**Document**
::::

Dirndls and Lederhosen

I feel like there’s some things you have to do if you come to Germany.

See castles
Visit Christmas markets
See a concentration camp
Eat bread and cheese
…and schnitzel, and spätzle, and pretzels
Walk through historical villages
and what some may deem the most important:

Visit Munich’s Oktoberfest, aka their major beer festival.

It’s almost a rite of passage in Germany and something that must be done if you’re here in the fall. Thing is, it’s awfully crowded since people from all over the world attend the festival, and the cost of trains and hotels skyrocket because of it. That makes it less than desirable to attend.

But what’s great is there’s another beer festival that’s just as fun, just as popular, but less known, and that’s the Cannstatter Volksfest. It’s more a place where the locals go, and since it’s closer to us, is where we went this year!

::::

**Directions for this task**
Transcribe the passage of the Oktoberfest text starting with "See castles" and going on through "major beer festival.".

**Recorded information**
::::

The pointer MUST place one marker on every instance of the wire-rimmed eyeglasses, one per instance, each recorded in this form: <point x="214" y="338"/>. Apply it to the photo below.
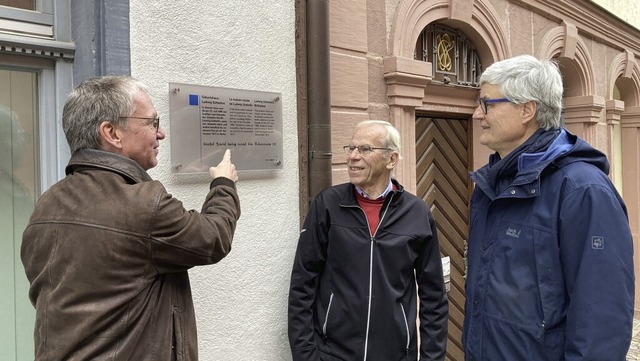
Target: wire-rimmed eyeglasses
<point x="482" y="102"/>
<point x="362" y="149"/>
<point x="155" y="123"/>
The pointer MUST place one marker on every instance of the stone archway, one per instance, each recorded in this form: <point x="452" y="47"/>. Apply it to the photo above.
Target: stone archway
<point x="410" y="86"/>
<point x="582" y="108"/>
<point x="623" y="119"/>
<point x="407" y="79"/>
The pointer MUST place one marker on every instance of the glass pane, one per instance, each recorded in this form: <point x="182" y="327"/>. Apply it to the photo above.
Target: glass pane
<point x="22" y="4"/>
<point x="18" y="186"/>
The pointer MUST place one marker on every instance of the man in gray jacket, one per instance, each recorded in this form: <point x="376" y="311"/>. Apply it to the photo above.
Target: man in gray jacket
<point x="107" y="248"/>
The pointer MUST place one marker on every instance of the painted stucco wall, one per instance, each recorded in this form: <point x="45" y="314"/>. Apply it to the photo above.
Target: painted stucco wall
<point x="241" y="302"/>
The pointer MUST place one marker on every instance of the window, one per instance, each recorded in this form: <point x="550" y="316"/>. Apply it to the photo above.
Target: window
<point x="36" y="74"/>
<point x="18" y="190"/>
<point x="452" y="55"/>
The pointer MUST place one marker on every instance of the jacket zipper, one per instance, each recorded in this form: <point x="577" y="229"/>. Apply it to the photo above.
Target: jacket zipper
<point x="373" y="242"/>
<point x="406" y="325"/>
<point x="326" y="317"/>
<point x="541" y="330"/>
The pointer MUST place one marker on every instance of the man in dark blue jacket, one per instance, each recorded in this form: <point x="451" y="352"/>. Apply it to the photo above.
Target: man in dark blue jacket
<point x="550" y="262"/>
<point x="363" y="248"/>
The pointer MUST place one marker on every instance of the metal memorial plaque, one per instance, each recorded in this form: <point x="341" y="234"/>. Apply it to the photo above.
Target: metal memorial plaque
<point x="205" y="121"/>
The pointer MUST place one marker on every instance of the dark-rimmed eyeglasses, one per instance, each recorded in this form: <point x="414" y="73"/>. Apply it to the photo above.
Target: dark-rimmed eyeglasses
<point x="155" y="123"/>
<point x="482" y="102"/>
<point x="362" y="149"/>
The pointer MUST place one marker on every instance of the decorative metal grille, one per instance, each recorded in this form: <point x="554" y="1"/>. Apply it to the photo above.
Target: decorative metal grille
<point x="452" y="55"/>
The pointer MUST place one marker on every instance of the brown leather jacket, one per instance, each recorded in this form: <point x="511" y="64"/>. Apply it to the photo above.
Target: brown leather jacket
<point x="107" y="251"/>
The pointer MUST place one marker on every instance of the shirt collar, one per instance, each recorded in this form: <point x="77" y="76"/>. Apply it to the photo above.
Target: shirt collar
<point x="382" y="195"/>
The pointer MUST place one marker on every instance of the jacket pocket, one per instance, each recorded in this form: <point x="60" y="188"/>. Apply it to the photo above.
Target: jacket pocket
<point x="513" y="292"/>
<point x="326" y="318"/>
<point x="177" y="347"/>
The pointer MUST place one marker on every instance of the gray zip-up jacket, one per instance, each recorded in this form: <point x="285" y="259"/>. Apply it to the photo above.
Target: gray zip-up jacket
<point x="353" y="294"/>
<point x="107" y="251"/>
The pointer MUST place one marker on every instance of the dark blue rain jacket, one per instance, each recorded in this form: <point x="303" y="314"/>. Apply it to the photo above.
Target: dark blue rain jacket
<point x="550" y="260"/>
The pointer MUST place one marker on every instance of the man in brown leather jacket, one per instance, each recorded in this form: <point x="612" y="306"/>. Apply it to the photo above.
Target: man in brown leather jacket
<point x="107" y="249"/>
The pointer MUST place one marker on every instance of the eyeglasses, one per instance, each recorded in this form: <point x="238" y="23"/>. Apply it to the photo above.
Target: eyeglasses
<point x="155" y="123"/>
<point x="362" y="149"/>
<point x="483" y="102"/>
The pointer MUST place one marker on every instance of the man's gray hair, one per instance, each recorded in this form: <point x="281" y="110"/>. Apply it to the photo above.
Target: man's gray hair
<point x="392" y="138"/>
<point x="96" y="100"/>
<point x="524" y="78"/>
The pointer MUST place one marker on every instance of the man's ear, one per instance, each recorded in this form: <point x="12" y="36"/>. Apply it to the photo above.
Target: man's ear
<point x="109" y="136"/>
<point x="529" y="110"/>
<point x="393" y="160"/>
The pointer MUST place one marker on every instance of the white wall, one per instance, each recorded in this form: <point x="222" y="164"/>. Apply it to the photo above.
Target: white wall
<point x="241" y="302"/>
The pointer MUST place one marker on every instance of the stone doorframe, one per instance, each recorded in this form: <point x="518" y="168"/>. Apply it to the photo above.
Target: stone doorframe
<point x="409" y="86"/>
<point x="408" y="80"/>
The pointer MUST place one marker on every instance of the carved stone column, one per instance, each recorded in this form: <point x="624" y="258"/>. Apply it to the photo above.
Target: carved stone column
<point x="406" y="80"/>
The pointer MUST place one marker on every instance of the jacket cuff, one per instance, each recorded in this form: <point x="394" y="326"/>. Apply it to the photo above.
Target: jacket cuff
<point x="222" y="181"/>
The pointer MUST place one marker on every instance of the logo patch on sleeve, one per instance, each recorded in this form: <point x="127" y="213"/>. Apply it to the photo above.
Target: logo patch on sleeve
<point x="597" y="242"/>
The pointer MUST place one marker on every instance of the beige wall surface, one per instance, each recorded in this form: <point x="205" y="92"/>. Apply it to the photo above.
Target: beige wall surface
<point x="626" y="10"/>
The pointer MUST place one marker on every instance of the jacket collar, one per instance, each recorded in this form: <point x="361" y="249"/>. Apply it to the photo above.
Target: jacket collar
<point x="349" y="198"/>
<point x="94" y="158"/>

::::

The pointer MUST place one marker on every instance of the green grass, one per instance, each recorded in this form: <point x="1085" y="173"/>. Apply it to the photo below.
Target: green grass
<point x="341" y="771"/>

::::

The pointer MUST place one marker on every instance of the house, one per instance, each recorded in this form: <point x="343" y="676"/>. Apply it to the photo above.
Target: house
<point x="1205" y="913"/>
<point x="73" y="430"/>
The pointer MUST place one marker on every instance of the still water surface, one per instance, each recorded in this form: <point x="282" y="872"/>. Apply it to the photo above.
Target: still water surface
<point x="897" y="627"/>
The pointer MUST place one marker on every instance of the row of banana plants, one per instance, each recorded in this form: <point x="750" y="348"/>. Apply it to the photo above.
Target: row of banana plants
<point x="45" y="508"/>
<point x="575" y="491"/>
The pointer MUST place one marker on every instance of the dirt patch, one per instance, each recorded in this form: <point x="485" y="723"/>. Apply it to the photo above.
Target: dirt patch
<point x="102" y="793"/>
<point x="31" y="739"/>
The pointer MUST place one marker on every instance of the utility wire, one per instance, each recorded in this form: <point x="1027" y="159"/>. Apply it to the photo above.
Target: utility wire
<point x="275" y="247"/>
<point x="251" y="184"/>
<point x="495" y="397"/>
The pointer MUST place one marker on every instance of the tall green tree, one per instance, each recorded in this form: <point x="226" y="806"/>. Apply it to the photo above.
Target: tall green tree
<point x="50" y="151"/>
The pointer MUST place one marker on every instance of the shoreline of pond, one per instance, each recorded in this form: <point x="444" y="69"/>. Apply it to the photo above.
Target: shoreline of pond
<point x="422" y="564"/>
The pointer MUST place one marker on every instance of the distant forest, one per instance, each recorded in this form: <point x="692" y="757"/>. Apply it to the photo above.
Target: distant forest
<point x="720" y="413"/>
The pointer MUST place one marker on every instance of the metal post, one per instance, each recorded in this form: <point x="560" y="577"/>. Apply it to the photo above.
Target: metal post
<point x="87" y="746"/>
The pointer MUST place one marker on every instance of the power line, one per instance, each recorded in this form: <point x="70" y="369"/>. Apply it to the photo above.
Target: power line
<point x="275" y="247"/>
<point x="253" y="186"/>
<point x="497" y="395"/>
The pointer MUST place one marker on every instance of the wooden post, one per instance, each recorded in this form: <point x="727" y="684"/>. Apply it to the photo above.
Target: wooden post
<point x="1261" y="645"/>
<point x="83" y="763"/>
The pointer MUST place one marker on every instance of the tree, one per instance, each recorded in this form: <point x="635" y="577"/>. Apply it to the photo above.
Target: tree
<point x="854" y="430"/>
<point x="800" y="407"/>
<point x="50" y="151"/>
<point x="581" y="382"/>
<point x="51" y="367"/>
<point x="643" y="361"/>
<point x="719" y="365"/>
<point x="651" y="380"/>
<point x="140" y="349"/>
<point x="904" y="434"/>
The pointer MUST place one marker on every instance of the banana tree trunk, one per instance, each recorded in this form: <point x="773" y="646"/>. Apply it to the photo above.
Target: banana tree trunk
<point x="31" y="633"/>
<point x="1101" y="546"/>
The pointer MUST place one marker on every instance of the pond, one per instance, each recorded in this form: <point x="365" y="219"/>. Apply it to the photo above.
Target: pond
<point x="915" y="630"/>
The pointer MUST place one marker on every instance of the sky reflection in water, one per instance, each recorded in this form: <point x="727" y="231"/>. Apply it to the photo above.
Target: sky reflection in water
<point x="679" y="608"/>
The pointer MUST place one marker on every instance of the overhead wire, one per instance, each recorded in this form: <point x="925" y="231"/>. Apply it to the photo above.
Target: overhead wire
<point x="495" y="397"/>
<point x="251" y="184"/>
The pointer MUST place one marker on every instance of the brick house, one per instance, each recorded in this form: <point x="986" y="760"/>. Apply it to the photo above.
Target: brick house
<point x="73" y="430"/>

::::

**The reply**
See castles
Visit Christmas markets
See a concentration camp
Eat bread and cheese
…and schnitzel, and spätzle, and pretzels
Walk through historical villages
and what some may deem the most important:

Visit Munich’s Oktoberfest, aka their major beer festival.